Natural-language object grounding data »

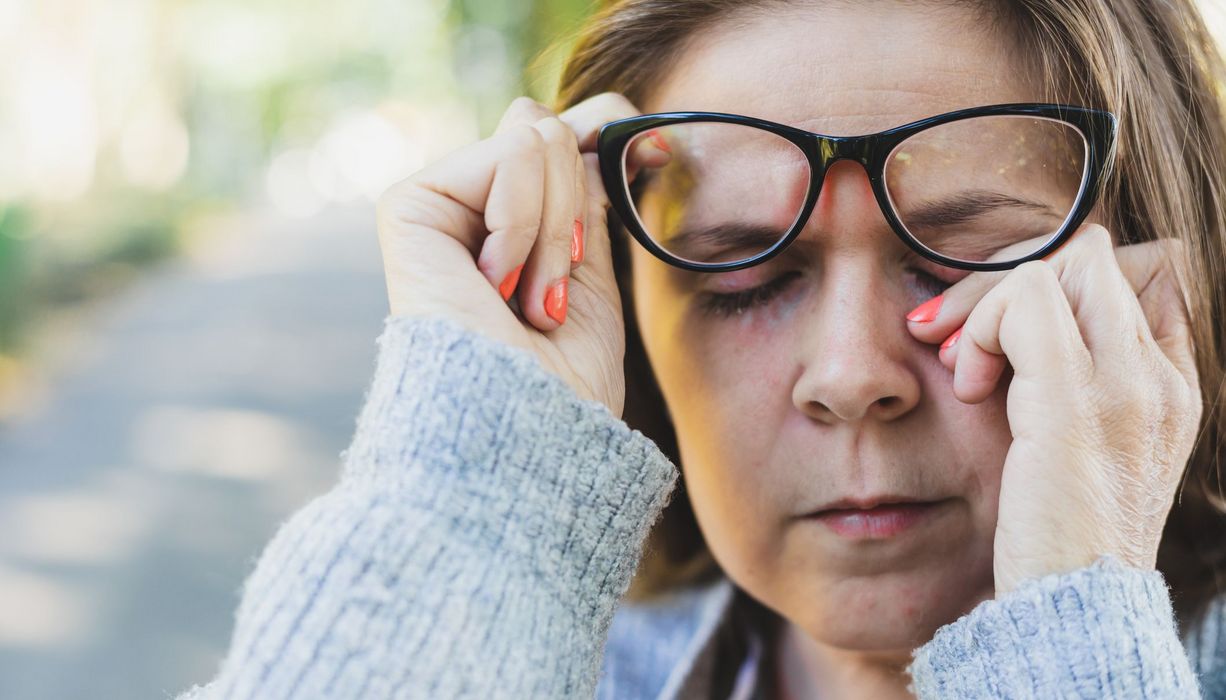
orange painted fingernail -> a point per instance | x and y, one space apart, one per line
658 141
555 300
927 311
508 287
576 242
953 338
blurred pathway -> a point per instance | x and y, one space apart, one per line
191 414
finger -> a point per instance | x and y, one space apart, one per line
543 286
492 189
597 248
1151 270
522 110
651 150
1104 304
1028 320
580 224
586 118
938 318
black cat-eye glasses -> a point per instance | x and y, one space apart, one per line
986 188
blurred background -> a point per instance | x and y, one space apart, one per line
190 289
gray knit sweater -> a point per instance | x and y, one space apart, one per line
487 521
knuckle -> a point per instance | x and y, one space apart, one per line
525 104
1035 272
558 134
524 139
613 102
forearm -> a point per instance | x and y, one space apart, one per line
486 524
1101 631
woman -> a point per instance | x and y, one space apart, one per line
900 478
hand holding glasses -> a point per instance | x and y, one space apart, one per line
723 191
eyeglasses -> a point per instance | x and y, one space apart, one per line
986 188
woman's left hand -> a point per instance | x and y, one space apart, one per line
1104 403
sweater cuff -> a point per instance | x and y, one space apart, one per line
476 433
1106 630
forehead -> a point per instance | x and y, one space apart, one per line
844 68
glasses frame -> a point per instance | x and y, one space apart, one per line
1099 128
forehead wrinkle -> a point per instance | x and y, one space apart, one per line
731 66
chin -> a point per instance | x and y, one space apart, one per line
893 612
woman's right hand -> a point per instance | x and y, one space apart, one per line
491 227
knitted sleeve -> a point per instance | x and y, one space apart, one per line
1106 630
486 524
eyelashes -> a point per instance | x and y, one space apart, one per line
737 303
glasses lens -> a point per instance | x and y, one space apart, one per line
987 188
711 191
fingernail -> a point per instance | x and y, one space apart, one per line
508 287
658 141
555 300
951 340
576 242
927 311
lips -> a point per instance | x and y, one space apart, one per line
877 519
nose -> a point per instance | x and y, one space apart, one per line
855 352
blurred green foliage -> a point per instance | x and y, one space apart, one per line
249 82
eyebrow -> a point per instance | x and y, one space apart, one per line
732 235
948 211
966 206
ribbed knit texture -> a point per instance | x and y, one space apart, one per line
1102 631
487 521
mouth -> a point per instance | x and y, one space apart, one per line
877 519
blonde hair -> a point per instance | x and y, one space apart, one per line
1153 64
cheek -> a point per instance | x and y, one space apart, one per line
728 422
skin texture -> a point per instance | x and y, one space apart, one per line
1053 432
825 392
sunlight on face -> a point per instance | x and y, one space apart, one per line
819 392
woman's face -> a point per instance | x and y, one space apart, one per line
822 394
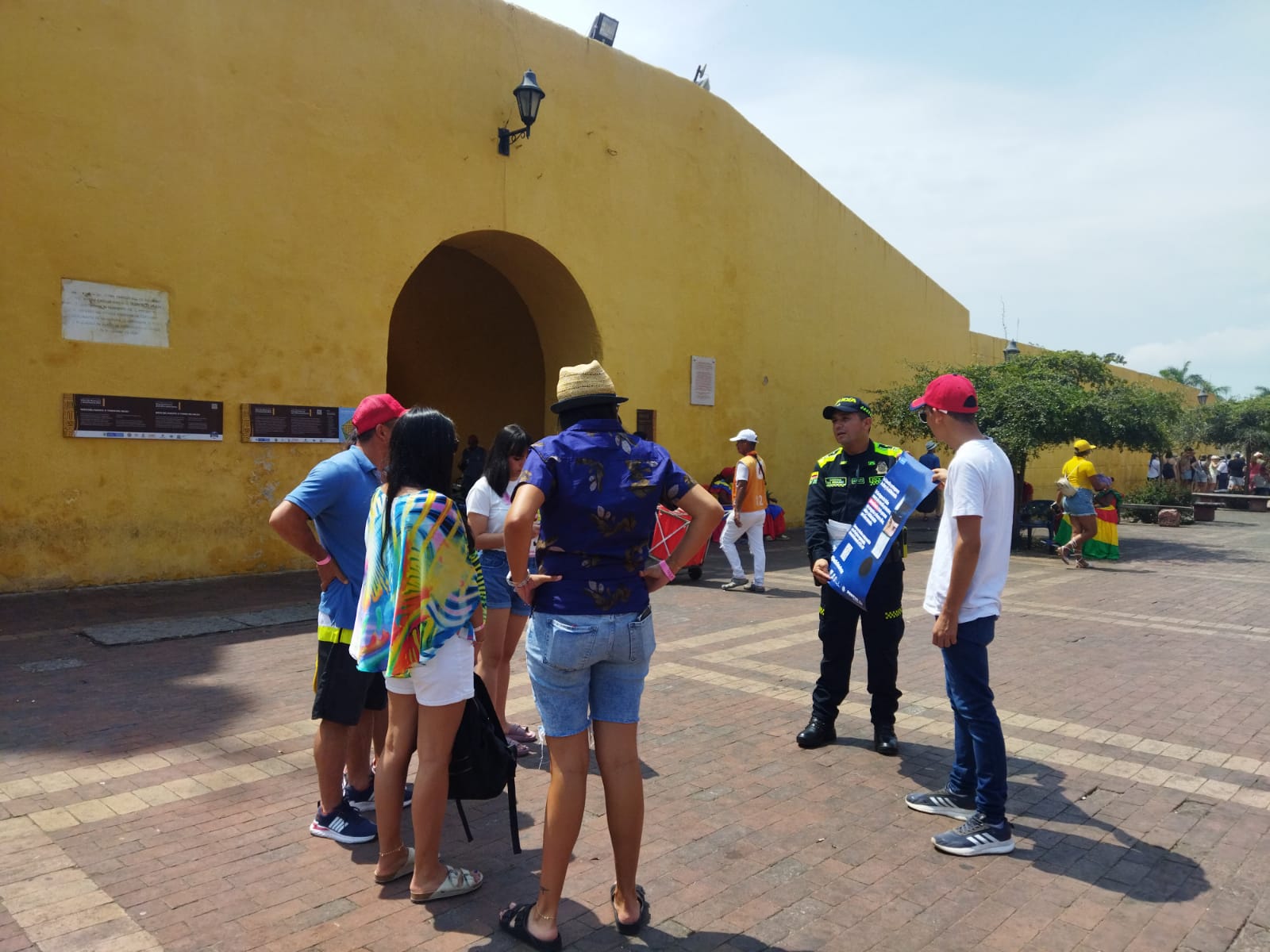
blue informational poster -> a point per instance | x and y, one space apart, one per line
856 559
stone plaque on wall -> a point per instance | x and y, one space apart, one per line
107 314
141 418
287 423
702 389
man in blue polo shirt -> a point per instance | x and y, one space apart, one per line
336 498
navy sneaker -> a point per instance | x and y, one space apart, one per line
364 800
977 837
346 824
941 801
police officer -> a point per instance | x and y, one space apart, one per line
837 492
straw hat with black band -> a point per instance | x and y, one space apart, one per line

EXERCISE DIRECTIONS »
An exact copy is needed of every line from the one holding "glasses lens ->" to the end of the entries above, both ends kept and each picture dropped.

RESPONSE TO THE EXERCISE »
glasses lens -> a point per instance | x and y, one space apart, one per line
987 188
711 191
fingernail -> a point per instance | x and y, one space apart, one per line
508 287
658 141
555 300
951 340
576 242
927 311
lips -> a point per instance | x and y, one space apart, one per line
877 519
nose -> a point per instance | x and y, one space apart, one per line
855 352
blurred green foliage -> a point per instance | x and y, one space apart, one per line
249 82
eyebrow -> a point per instance | x and y, one space apart, one per line
732 235
948 211
966 206
ribbed knit texture -> a point per instance | x and y, one space apart, one per line
1102 631
487 521
mouth -> a point per instance | x and y, one space apart, one per line
877 519
blonde hair -> a point per instance | x and y, one space apart, one per line
1153 64
cheek -> a point per instance | x and y, one space apart, one per line
728 422
skin texture -> a point per instance | x and y, one space apart, one per line
1053 432
825 392
sunlight on face -> a point per instance | x and y, one space apart, one per line
819 392
woman's face -> a point per instance | x and y, one space apart, one per line
822 394
blue informational poster -> a point per instance | x and y, one space apart, one per line
856 559
stone plaque on wall -> a point per instance | x and y, one space apart, one per line
107 314
141 418
287 423
702 389
man in blue polo shirt -> a point per instance | x and y, one space apart, one per line
336 498
navy sneaker -> a point per instance | x and y, one space apart, one per line
364 800
977 837
346 824
941 801
police officer -> a point per instance | x and y, one space apart, one per line
837 492
straw hat with black band -> a point per instance | x and y, one space apart, one per line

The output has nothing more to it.